*Source extract*.
Contagion testing 'more than adequate'

Contagion testing 'more than adequate'

Swab sample total at 286,000, says CCSA

The Centre for Covid-19 Situation Administration (CCSA) yesterday defended its record in testing the population for the novel coronavirus, saying hundreds of thousands of swab samples had been tested.

Netizens have been urging officials to increase the Covid-19 testing rate as they believe the number of confirmed cases may not be accurate due to the size of the country's population.

CCSA spokesman Taweesilp Visanuyothin yesterday said Thailand's testing rate per one million people was higher than that of Taiwan, Vietnam, Japan, the Philippines and Indonesia.

Dr Taweesilp said the country is testing 4,294 subjects per one million people while Italy tests 41,558 per million, followed by 29,763 in Singapore and 27,015 in the United States.

He said that since the beginning of the year until now, the Department of Medical Sciences reported testing 286,008 swab samples, 3,017 of which turned out to be Covid-19 positive.

The infection rate was therefore estimated to be at 1.05%, Dr Taweesilp said.

The CCSA yesterday reported two new coronavirus cases, bringing the total to 3,017.

No deaths were reported, leaving the accumulated total at 56.

Dr Taweesilp said one of the new infections was that of a 19-year-old Thai woman in Bangkok who was in contact with three previously detected patients -- her elder sister, brother-in-law and niece -- who lived in the same household.

*Requirement 1*. According to the Covid-19 testing article, how many swab samples had the Department of Medical Sciences tested since the beginning of the year?
*Requirement 2*. Write the next few sentences of the Covid-19 testing article, picking up right after its final sentence.
The listing that follows is not needed for anything here.

*Provided data*.
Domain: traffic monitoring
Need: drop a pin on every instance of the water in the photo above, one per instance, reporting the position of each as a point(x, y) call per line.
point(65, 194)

*Result 1*. 286,008 swab samples.

*Result 2*.
The woman fell sick with a fever and diarrhoea on May 5 and then tested positive for Covid-19, he added.

Dr Taweesilp said the second patient was a 51-year-old Thai woman from Narathiwat.

She had taken care of a six-year-old boy who was previously infected, he said, adding she displayed only mild symptoms and the disease was detected by a pre-emptive test.

Meanwhile, Deputy Prime Minister Wissanu Krea-ngam said Prime Minister Prayut Chan-o-cha wants state agencies and enterprises to expand their work-from-home policy to reduce the number of workers commuting on public transport.

"Many civil servants work faster and achieve better work results when working from home," he said.

"The work-from-home policy had been pushed for years before the Covid-19 outbreak but had never been implemented for some reason," Mr Wissanu said.